EXCERPTED PASSAGE:

Army PFC Raymond Arriaga disappeared during battle December 9, 1952, in an area near what is now the Korean DMZ.

Shirley Henley, 80, was 14 years old when her older brother Raymond Arriaga left their home in Ellis County to fight in the Korean War. Sixty-six years later, she clings to a newfound hope that he may finally be coming home.

"I loved him. I loved my brother," Henley said from her home in Ennis. "Me and him were very close. We always had hoped he would show up, you know."

Army PFC Raymond Arriaga disappeared during battle December 9, 1952, in an area near what is now the Korean DMZ. His body was never recovered, but a fellow soldier told his superiors that Arriaga was killed. Initially declared Missing in Action, his military record was eventually changed to KIA. His name is still among the 7,699 American military unaccounted for from the Korean War.

"I'll never lose hope. I never will. So, I live with that," Henley said.

This week she lives with a newfound hope as remains, recently released by North Korea, arrive in Hawaii at the Joint POW/MIA Accounting Agency for identification. The lengthy scientific process, which will include DNA analysis and cross-reference of decades-old military records, will try to determine if the remains are human and, if so, if they are American dead or soldiers from other countries involved in that international conflict.

A sample of Shirley Henley's DNA is in the database waiting to be compared. "I made a promise on my own and to him that I would not let him be forgotten," said the soldier's great-nephew Eric Valdez. "It's my own little mission right now."

DATASET ENTRIES:
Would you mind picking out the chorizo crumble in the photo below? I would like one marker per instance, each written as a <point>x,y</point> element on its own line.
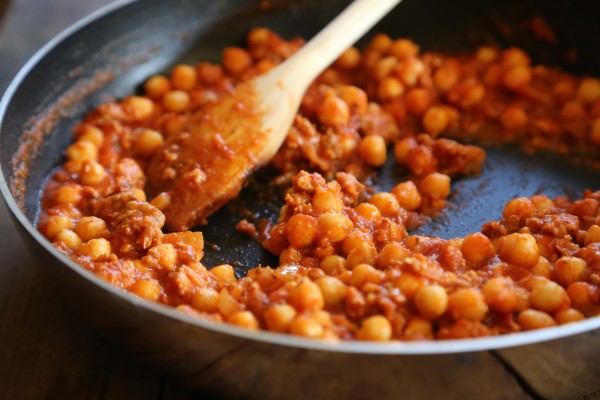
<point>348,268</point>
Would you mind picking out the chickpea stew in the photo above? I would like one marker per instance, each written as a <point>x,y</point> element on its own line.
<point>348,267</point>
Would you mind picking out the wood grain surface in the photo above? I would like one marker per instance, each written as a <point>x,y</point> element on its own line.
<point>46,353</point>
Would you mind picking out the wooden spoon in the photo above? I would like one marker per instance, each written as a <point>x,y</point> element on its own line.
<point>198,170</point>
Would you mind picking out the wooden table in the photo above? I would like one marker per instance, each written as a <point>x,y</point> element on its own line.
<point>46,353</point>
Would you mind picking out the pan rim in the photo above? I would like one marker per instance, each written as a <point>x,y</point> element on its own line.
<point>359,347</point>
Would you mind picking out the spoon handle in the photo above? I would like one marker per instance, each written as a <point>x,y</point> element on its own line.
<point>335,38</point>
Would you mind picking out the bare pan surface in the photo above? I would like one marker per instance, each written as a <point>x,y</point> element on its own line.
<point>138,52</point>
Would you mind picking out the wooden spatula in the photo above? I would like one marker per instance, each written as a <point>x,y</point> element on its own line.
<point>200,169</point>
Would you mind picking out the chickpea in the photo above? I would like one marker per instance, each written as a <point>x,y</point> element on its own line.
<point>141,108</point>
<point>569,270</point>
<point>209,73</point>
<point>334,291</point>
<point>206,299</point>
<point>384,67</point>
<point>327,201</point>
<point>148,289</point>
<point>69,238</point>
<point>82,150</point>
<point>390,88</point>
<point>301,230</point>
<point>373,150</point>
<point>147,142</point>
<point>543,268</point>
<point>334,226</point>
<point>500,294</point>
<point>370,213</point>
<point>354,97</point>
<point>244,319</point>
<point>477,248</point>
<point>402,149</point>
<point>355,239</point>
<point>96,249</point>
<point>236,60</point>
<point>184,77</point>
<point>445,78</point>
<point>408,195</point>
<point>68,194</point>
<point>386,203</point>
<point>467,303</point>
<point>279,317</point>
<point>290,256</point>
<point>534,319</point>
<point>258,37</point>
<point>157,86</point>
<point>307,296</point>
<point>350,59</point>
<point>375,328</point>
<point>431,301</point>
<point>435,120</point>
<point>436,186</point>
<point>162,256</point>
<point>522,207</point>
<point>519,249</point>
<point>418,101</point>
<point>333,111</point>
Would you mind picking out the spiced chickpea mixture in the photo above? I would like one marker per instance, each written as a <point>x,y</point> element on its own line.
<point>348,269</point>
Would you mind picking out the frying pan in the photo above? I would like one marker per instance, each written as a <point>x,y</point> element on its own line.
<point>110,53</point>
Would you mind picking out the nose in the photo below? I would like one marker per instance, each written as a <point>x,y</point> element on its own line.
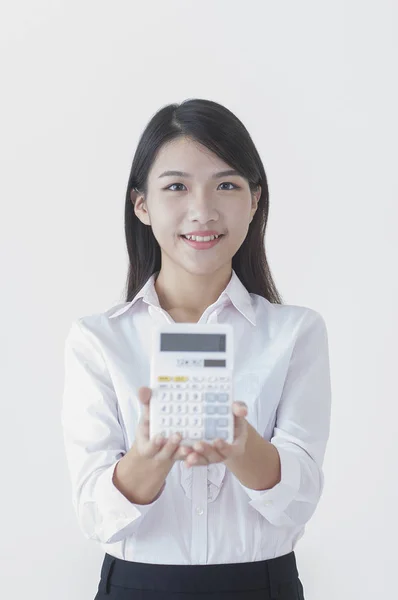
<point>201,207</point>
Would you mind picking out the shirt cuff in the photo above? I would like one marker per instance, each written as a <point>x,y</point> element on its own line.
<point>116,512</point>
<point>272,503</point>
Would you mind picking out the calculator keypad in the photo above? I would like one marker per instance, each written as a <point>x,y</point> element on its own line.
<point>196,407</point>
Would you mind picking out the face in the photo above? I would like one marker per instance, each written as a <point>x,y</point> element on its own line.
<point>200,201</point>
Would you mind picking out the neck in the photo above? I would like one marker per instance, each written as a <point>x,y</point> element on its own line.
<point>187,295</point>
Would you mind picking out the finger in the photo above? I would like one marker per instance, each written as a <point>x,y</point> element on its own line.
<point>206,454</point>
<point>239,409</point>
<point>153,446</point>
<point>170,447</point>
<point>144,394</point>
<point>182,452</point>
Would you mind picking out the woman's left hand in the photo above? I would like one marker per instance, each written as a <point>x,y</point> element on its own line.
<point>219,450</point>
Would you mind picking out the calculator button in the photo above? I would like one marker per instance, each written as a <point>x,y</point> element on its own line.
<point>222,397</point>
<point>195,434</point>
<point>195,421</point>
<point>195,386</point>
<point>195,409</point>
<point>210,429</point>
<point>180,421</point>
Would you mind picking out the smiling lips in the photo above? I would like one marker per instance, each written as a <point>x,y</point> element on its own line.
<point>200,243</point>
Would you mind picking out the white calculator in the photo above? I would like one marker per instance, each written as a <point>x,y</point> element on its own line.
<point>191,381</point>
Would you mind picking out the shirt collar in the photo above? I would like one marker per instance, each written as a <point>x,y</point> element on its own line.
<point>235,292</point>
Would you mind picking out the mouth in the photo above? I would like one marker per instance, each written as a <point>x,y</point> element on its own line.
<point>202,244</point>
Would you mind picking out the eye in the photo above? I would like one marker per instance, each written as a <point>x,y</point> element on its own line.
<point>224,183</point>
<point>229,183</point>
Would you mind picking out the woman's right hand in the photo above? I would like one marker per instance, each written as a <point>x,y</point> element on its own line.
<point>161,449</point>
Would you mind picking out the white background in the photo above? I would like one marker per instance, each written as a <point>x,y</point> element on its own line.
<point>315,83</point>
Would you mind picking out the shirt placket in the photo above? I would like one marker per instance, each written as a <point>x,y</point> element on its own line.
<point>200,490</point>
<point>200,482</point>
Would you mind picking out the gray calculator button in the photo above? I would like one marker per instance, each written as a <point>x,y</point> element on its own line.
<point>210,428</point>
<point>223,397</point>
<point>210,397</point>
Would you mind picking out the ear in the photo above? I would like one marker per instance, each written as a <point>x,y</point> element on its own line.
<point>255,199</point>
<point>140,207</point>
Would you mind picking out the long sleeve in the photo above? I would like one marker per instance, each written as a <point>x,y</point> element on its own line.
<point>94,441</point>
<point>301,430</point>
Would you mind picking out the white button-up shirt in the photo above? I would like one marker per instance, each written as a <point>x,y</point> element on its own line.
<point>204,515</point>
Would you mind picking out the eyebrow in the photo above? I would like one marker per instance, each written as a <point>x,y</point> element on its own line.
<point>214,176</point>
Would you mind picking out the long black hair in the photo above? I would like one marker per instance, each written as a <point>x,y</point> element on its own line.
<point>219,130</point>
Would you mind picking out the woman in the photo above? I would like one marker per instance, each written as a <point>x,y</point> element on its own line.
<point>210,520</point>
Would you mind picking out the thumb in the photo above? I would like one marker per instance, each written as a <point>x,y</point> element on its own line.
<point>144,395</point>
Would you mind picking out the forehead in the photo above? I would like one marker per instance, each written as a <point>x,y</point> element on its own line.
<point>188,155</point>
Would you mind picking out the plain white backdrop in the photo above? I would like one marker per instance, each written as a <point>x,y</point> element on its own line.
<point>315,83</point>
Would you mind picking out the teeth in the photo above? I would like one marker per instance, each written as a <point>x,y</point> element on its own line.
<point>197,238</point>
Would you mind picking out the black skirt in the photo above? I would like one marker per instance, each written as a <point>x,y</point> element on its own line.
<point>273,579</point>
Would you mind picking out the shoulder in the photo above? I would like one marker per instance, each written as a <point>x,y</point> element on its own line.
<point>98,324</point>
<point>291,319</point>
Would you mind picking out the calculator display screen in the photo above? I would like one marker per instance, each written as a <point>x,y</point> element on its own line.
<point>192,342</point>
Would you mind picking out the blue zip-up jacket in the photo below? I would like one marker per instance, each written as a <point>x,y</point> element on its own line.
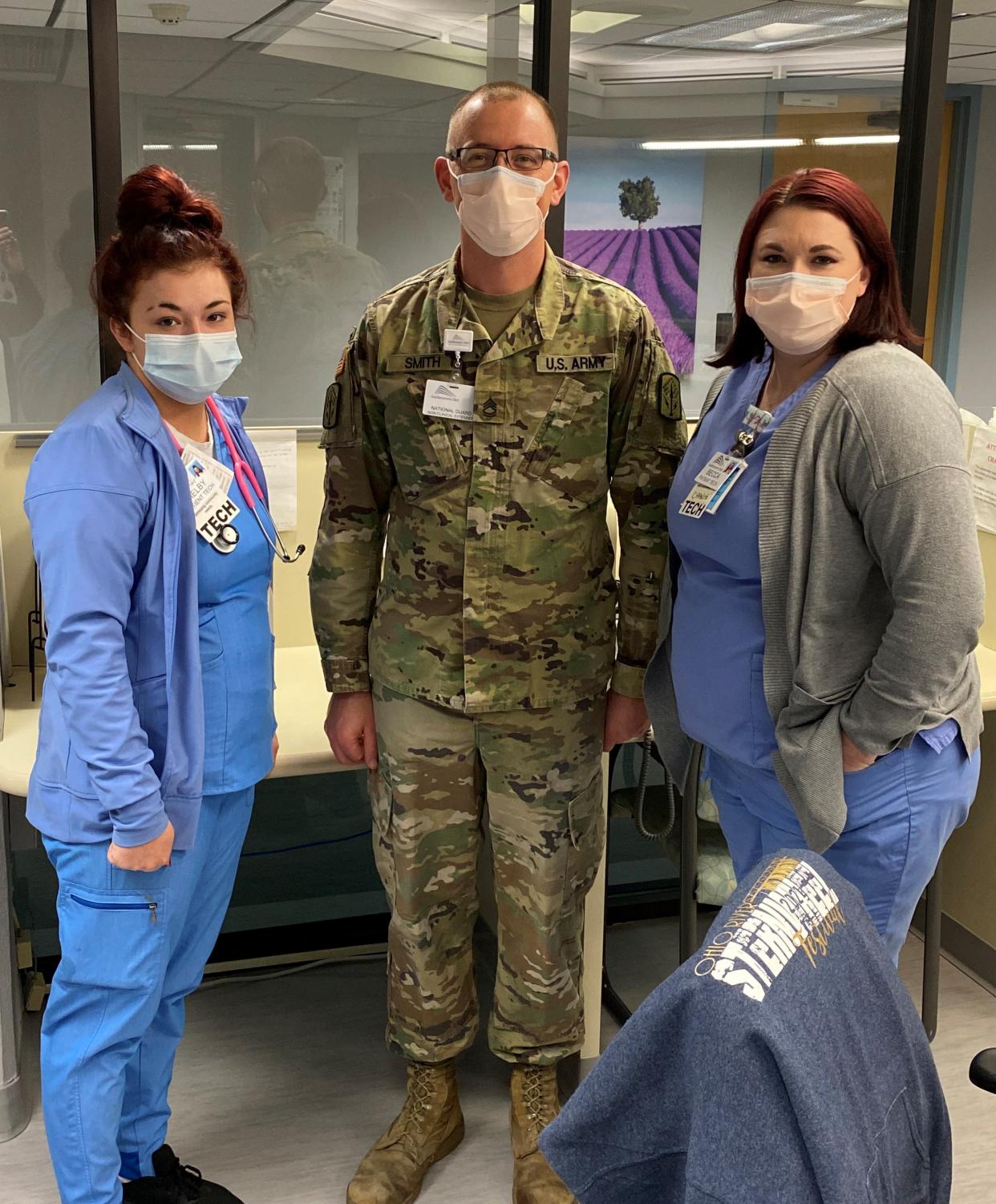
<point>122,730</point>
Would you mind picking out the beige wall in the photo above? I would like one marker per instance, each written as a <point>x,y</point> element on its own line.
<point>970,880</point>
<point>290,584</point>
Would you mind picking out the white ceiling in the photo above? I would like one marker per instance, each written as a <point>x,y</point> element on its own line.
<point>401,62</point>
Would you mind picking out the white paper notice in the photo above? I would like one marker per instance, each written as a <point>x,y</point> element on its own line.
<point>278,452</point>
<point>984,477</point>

ACTIVITIES:
**A)** Do these statements agree with the passage about Raymond Arriaga? Answer yes or no for each, and quote the words of the passage that decide it. (i) Shirley Henley was 14 when her brother left home to fight in the Korean War. (ii) Arriaga's body was recovered after the battle. (iii) The remains released by North Korea were sent to Hawaii for identification.
**B)** Write the next part of the news passage about Raymond Arriaga, picking up after its final sentence.

RESULTS FOR THE EXERCISE:
**A)**
(i) Yes: "Shirley Henley, 80, was 14 years old when her older brother Raymond Arriaga left their home in Ellis County to fight in the Korean War."
(ii) No: "His body was never recovered"
(iii) Yes: "remains, recently released by North Korea, arrive in Hawaii at the Joint POW/MIA Accounting Agency for identification."

**B)**
Valdez led the effort to get a grave marker for Raymond Arriaga placed at DFW National Cemetery. His extended family held an emotional ceremony at the site in 2015 with full military honors. Now he hopes his great uncle's remains are among those recently released by North Korea and that he might finally be coming home to be buried in Texas.

"If anything that's what we have now is hope," Valdez said. "Now it's a whole different set of hope. And if they don't find one of our family members, somebody else's family member will be found. So everyone now has hope."

Raymond Arriaga is among the 431 Texans who never came home from the Korean War. His name is engraved on the war memorial outside the Waxahachie Civic Center with the names of 21 other sons of Ellis County who died in that conflict.

As for his little sister, the youngest of eight siblings, she hopes she will live long enough to learn if there is a DNA match. "Don't lose hope," she said offering her advice to others living through the same torturous wait. "Don't lose hope. I don't give up on my brother. Because I love my brother. I love my brother."

Love and hope that does not fade -- 66 years and counting.